A Letter From The South: Horace Imhotep at City Wide Artists

A Letter From The South: Horace Imhotep at City Wide Artists

Published August 30th, 2016 by Russ White

Opening this Friday at City Wide Artists, “A Letter From The South” is a powerful collection of paintings about our past and our present. As it happens, the two are not so very different.

Atlanta-based painter Horace Imhotep has a message for us, a history lesson of sorts. A clothing designer by trade, Imhotep studied art at Morehouse College before putting down his brushes to start the fashion label Blood Sweat & Tears with his brother. This show marks the artist’s apparent return to painting, thanks to the insistent nudging of co-curator Teri Anvid, who had a chance encounter with his work at a dinner party.

 

A Tasty Morsel, acrylic, 4 x 5'

 

It’s no wonder what attracted Anvid to the work: it is startlingly crisp and clear, even as it wades into murky waters. The paintings are steeped in a long, sad history but manage to capture something of the present moment as well. In A Tasty Morsel, beautifully rendered white water lilies float atop a swampy camouflaged layer of water. The faces of black children, cast in a ghostly blue light, emerge from the depths and repeat throughout the composition. Interspersed are red cartoon wasps with the villanous head of Yosemite Sam carrying a wide-eyed kid away by the pants. To say there’s a lot going on here would be a tremendous understatement; the effect is something like schizophrenic wallpaper.

*Extracted data*
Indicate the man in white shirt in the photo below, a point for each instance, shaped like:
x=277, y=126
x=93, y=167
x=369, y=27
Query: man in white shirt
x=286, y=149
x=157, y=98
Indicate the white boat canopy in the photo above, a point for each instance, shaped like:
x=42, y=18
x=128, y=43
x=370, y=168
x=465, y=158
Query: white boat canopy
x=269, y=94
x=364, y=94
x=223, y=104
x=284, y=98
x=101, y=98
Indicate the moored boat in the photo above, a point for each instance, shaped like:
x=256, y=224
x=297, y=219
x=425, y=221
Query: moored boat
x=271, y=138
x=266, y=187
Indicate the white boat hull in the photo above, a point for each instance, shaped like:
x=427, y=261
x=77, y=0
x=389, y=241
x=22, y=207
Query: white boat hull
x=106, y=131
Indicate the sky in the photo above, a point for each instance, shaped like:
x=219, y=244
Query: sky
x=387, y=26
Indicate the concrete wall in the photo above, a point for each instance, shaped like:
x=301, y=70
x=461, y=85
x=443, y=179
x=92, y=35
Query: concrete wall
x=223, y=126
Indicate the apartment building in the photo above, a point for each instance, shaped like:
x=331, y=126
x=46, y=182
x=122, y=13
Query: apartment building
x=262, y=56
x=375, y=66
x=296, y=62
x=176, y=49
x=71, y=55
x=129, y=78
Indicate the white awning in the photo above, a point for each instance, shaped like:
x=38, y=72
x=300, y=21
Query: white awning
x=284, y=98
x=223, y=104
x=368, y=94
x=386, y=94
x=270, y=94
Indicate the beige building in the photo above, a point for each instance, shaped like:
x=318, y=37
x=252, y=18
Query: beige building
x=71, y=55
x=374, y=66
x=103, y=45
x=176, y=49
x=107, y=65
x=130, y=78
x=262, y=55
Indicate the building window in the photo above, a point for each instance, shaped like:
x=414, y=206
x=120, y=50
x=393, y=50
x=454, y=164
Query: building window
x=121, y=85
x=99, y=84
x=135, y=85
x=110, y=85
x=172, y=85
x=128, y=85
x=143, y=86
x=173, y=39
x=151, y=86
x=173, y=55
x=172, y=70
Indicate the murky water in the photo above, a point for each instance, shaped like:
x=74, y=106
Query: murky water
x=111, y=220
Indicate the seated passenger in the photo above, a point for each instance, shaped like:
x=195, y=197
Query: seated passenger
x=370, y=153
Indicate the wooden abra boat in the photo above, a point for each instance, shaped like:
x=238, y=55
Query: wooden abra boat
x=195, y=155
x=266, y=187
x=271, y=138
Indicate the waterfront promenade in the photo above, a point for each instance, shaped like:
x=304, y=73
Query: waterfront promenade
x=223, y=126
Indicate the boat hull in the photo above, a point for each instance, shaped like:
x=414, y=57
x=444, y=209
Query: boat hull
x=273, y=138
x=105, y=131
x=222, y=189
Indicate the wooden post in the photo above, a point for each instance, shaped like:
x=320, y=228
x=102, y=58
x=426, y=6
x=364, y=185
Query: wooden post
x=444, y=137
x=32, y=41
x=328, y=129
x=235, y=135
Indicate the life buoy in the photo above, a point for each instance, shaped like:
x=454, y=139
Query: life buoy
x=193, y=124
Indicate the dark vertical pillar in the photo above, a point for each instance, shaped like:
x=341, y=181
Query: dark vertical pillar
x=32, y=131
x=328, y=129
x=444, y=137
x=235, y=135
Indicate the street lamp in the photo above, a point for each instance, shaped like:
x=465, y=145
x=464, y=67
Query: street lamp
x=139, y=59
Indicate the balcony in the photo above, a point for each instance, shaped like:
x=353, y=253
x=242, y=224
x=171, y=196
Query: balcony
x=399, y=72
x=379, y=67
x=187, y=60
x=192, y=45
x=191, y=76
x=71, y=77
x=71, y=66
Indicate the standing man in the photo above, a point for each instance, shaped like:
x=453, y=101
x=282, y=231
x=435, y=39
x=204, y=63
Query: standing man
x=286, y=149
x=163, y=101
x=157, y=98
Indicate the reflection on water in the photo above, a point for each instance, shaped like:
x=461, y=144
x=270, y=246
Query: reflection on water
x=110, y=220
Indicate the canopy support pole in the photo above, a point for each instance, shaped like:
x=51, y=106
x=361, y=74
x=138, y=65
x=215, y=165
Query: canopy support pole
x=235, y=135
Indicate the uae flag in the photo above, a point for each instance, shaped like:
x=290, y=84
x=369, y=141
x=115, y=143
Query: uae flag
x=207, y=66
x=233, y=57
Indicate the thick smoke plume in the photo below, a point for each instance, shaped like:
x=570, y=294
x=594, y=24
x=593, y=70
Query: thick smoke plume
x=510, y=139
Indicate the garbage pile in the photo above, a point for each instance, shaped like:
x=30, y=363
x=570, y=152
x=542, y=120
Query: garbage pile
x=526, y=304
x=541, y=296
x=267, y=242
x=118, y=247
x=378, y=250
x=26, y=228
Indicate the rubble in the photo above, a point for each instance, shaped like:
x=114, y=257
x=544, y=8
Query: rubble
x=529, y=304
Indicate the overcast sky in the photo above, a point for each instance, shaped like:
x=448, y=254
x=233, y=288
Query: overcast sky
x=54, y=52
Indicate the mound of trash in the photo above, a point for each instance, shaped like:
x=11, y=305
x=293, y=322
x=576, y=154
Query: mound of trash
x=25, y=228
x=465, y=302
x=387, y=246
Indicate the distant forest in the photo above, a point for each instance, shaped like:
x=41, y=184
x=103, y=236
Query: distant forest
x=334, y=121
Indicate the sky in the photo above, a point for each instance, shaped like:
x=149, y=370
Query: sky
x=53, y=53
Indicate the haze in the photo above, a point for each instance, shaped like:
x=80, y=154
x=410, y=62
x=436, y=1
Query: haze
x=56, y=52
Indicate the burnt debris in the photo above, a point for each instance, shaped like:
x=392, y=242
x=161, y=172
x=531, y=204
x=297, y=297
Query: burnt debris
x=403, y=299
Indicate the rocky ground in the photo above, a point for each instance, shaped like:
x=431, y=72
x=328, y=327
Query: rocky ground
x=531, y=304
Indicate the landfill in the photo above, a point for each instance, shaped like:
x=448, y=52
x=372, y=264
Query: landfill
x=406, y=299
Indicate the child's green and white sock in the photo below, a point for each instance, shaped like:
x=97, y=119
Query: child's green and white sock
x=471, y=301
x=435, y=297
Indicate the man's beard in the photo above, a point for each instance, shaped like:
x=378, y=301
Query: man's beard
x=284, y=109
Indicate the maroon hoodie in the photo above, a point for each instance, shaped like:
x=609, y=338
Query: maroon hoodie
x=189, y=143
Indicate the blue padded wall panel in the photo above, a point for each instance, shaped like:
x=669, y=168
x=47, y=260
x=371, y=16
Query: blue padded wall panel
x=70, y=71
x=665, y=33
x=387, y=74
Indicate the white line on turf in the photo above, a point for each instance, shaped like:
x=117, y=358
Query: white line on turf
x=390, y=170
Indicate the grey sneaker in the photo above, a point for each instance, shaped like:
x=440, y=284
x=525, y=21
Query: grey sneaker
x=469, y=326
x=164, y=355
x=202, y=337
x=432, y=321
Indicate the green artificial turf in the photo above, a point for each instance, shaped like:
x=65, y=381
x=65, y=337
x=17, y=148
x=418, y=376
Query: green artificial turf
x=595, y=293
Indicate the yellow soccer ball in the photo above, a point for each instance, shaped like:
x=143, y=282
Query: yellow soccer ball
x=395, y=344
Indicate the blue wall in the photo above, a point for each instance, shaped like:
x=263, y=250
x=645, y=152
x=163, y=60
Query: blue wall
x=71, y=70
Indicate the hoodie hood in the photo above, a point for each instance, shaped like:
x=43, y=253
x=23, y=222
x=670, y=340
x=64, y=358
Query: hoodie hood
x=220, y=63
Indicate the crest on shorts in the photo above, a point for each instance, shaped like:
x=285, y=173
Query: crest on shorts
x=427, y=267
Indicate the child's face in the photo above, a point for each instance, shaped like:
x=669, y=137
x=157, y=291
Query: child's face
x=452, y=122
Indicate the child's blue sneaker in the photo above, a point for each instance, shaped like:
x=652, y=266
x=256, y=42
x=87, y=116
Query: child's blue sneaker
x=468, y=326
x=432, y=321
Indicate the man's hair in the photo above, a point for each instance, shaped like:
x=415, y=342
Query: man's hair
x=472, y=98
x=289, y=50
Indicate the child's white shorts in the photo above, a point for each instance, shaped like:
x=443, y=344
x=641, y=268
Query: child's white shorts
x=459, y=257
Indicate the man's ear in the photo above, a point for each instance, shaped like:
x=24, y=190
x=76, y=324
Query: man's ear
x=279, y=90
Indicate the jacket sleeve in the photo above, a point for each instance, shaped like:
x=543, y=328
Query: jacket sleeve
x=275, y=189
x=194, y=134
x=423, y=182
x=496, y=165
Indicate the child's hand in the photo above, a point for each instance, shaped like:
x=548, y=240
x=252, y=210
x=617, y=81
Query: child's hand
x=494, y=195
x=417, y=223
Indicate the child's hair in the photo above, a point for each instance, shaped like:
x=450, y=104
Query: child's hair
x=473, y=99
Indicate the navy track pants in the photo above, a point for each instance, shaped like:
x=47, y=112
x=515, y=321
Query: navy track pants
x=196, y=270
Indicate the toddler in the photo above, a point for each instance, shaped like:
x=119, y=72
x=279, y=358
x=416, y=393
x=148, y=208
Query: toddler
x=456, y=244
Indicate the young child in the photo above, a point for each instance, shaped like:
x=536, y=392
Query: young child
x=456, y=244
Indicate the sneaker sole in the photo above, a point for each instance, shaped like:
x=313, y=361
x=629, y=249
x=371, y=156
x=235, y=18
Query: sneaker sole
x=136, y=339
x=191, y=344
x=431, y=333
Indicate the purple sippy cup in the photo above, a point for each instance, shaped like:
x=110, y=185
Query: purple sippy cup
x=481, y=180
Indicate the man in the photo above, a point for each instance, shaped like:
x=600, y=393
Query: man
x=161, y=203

*Set tasks*
1 – Translate this sentence from the exhibition review into Spanish: "As it happens, the two are not so very different."
2 – According to the exhibition review, what fashion label did Horace Imhotep start with his brother?
3 – Duplicate the part of the exhibition review that opens with the words containing "Opening this Friday" and closes with "so very different.".
The records have nothing to do with what is asked here.

*Solutions*
1 – Da la casualidad de que los dos no son tan distintos.

2 – Blood Sweat & Tears

3 –
Opening this Friday at City Wide Artists, “A Letter From The South” is a powerful collection of paintings about our past and our present. As it happens, the two are not so very different.